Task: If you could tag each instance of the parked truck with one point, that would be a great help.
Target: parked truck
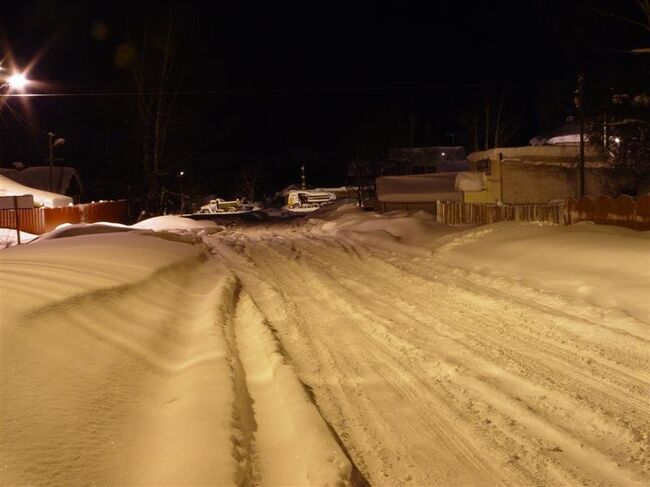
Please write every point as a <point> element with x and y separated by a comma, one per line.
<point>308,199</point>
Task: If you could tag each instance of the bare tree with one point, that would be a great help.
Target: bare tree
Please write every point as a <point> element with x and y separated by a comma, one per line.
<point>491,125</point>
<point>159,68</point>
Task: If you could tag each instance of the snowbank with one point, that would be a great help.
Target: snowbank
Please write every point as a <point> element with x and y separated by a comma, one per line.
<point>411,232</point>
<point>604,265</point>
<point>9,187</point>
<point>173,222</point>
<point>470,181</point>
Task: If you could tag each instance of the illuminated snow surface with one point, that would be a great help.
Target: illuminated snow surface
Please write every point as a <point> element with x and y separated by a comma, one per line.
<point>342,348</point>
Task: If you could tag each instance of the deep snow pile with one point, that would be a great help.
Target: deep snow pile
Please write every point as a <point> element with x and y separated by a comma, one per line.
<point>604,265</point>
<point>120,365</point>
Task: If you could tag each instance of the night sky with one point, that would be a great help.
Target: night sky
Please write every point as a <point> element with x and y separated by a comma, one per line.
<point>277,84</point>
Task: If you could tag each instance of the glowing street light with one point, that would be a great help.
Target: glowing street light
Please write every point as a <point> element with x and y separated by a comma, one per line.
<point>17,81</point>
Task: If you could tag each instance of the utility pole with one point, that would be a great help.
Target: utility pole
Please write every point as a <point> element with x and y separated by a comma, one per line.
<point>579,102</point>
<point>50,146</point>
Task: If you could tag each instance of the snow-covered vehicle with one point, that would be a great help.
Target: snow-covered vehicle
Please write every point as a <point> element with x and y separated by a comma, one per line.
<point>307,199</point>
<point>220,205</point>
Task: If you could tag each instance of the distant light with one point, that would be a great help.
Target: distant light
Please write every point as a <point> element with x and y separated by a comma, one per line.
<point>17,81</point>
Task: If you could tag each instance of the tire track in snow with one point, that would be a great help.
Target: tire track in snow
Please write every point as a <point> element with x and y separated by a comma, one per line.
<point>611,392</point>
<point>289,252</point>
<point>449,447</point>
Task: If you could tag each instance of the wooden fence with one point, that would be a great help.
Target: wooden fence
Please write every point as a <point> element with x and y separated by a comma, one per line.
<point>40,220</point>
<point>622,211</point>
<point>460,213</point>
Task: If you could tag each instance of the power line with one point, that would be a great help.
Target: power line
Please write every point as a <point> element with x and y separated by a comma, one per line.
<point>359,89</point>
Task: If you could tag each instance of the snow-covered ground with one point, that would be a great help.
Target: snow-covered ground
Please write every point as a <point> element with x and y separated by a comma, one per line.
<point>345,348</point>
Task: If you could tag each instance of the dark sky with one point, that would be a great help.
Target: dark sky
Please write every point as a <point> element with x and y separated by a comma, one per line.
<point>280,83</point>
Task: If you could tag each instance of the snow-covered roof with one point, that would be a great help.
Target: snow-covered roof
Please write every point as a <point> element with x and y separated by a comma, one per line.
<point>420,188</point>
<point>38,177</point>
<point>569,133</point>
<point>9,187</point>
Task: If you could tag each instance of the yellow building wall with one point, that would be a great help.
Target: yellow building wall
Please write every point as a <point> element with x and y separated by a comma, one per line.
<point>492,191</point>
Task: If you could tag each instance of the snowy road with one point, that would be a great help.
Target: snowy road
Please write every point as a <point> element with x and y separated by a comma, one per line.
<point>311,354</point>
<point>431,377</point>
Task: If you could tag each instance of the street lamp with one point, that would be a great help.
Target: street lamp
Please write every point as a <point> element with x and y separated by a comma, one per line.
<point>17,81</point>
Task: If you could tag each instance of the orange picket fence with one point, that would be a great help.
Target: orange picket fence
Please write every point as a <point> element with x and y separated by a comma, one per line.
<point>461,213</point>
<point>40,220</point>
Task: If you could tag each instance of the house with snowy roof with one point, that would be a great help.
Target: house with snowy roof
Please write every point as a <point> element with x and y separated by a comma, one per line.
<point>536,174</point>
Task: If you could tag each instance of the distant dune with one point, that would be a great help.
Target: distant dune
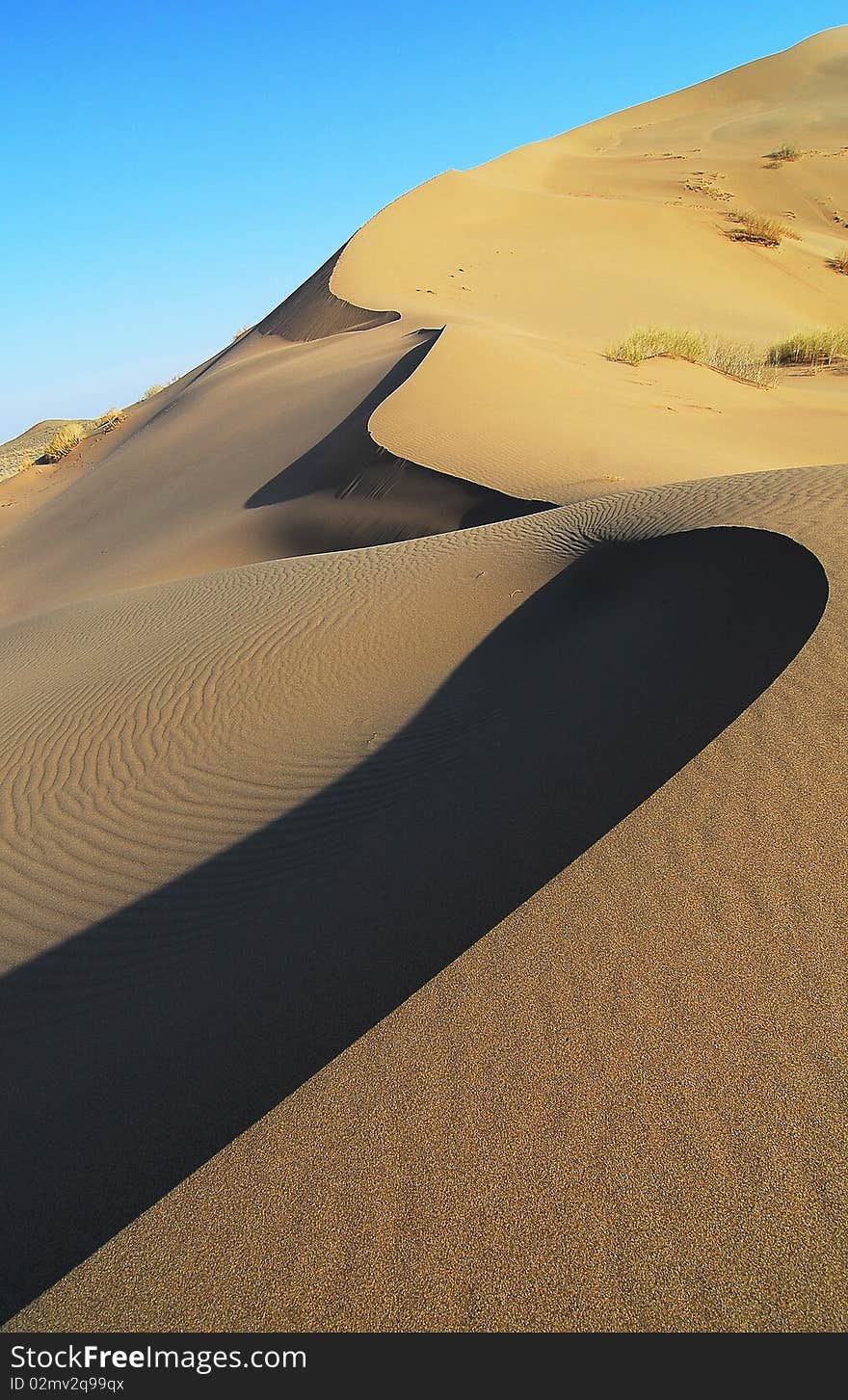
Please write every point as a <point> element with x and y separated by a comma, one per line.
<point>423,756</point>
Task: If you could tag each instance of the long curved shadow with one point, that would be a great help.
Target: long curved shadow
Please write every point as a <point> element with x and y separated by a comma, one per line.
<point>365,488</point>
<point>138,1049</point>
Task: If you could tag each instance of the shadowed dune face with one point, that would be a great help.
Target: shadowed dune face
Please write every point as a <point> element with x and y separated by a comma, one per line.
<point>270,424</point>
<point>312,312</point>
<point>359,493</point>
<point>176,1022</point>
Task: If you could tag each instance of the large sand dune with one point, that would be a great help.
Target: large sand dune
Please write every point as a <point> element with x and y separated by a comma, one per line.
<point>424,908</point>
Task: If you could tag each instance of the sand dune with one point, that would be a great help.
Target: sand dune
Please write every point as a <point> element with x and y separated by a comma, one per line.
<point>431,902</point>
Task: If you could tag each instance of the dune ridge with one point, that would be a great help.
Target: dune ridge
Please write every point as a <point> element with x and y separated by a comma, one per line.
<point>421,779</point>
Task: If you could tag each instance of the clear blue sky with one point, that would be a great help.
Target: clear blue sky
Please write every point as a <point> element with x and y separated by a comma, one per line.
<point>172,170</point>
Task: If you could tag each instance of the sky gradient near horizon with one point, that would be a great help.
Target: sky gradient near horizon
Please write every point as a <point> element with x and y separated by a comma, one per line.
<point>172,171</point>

__________________________________________________

_Written exercise_:
Swap "instance" for "occurrence" in all the records above and write them out again with nothing else changed. Leave out the pictures.

_Answer_:
Task: If you could tag each occurrence of the parked truck with one point, that would be a great help.
Target: parked truck
Please write every point as a <point> element with x and y separated by a comma, one per line.
<point>308,199</point>
Task: If you could tag each occurrence of the bare tree with one point, that would be a great help.
Target: bare tree
Please write every point as a <point> element with x and y separated by a comma, one per line.
<point>491,125</point>
<point>159,68</point>
Task: If you could tag each occurrence of the snowbank with one point, that would be a great help.
Target: snowbank
Please write every point as a <point> element with x and y separated by a comma, one per line.
<point>411,232</point>
<point>604,265</point>
<point>9,187</point>
<point>173,222</point>
<point>470,181</point>
Task: If you could tag each occurrence of the illuminated snow surface with one point, that would be a great help.
Target: illuminated snow surface
Please write every point as a <point> element with x and y separated by a comma, one per line.
<point>342,348</point>
Task: If you could tag each occurrence of the deep snow pile with one point, that would be a great help.
Target: deep snow pile
Please write every point as a <point> element with x and y separated by a comma, one per line.
<point>604,265</point>
<point>120,365</point>
Task: If you could tag each occurrence of the night sky with one point, that would be a great help.
Target: night sky
Please write every point as a <point> element with x and y separated by a comma, one per line.
<point>277,84</point>
Task: If you could tag each occurrence of the glowing street light with one point, that would be a great help.
Target: glowing street light
Please write every point as a <point> element with x and y separated by a comma, one per line.
<point>17,81</point>
Task: If you could tag each occurrence of the utility pole with one point, that would be a great help.
Target: utility pole
Please write every point as a <point> element with x and y separated by a comma, one per line.
<point>579,102</point>
<point>50,146</point>
Task: If you could tag each occurrence of the snow-covered vehicle with one point, that would be a great help.
Target: snow-covered vehicle
Please write every point as a <point> element with x and y separated by a comma, one per line.
<point>307,199</point>
<point>220,205</point>
Task: If you could tag each occurrence of the distant light with one point, that would be a great help.
Target: distant light
Please write every point as a <point> element with x and y separated by a comma, one per line.
<point>17,81</point>
Task: If you could tag each occurrence of the tire track in snow with one point, that would be a great help.
Target: tire track in snow
Please write every point as a <point> element with x and y separated by a comma, one per line.
<point>611,392</point>
<point>289,252</point>
<point>449,447</point>
Task: If you could tag each occurrence of the wooden fence with one point, that would be a great help.
Target: wooden fence
Please write every point as a <point> element with x and y separated by a comma, one per line.
<point>40,220</point>
<point>622,211</point>
<point>460,213</point>
Task: If you could tag each occurrence of the power line with one point, that would be a great help.
Target: power line
Please write every point as a <point> element with x and y separated by a comma, one per line.
<point>359,89</point>
Task: If you could tag each occurrence of the snow-covered ground with one point, that would be a great help.
Target: snow-covered ground
Please write every point as a <point> element with x and y separated by a comma, one per line.
<point>345,348</point>
Task: If you could tag each occurrence of the dark sky with one point, that would be a great help.
Target: dark sky
Please write every point as a <point> element with x and y separated by a comma, one per line.
<point>280,83</point>
Task: If you could tag each occurrence of the snow-covered roof with one point, that would be a great help.
Target: snow-covered roof
Please write every point as a <point> element with x and y separated by a comma, one per line.
<point>420,188</point>
<point>38,177</point>
<point>569,133</point>
<point>9,187</point>
Task: If you could tag each occurrence of the yellow building wall with one point, that would be a great help.
Target: yellow building wall
Please write every point as a <point> element with x and y separated by a comma, one per line.
<point>492,191</point>
Task: If you could tag each occurrence of the snowy road with one point, that would be a great help.
Target: snowy road
Please write every point as a <point> element with x and y separated by a comma, one per line.
<point>311,354</point>
<point>431,377</point>
Task: If you could tag each occurrence of the street lamp with one point, that would be a great help.
Target: street lamp
Please write every point as a <point> element with x and y separated by a comma, one per line.
<point>17,81</point>
Task: If you could tag each occurrence of the orange picket fence with one point, that would be a great help.
Target: orange picket fence
Please write every point as a <point> element with x and y separated by a comma, one per line.
<point>461,213</point>
<point>40,220</point>
Task: If you could tag each occurrence of the house with snowy roof with one point, that would be a great help.
Target: house with snowy roof
Please write every point as a <point> element with x and y separated by a comma, one per line.
<point>536,174</point>
Task: If you could tag each occurrence of the distant dune with one point, that would be a great help.
Target: distant dune
Please write every point as a <point> element with x and y separated by a comma, one per line.
<point>423,756</point>
Task: If you could tag each occurrence of the long curved shadow with one point, that would be a great help.
Target: long curved shadow
Please write every point as a <point> element with x and y separated by a comma, one per line.
<point>365,488</point>
<point>138,1049</point>
Task: If you could tag each occurrence of the shadowed dune face with one point, that would be a great help.
Target: shadowed dune face
Please write every point as a <point> element with x and y separated by a comma, one per line.
<point>270,424</point>
<point>312,312</point>
<point>359,493</point>
<point>176,1022</point>
Task: If you could tag each occurrence of the large sand dune with one point, that would be a great help.
Target: large sand dune
Please write every point as a <point> element with x and y separated by a comma, one per line.
<point>424,908</point>
Task: If you could tag each occurrence of the sand dune with one point, that would be a great help.
Target: sand dune
Please write every point as a <point> element with x and y separated by a comma, one per line.
<point>431,902</point>
Task: If you could tag each occurrence of the dune ridge with one point, that would be a great help.
Target: dune ridge
Please write every point as a <point> element with x and y separated by a comma, one per line.
<point>421,779</point>
Task: If you could tag each occurrence of the clear blue sky with one point, that would be a great help.
Target: clear blue sky
Please write every point as a <point> element with x and y separated by a comma, one per line.
<point>172,170</point>
Task: If you could tag each occurrence of the sky gradient near horizon with one point, that would be a great help.
Target: sky gradient near horizon
Please write every point as a <point> element with x and y separated by a comma, one per line.
<point>172,171</point>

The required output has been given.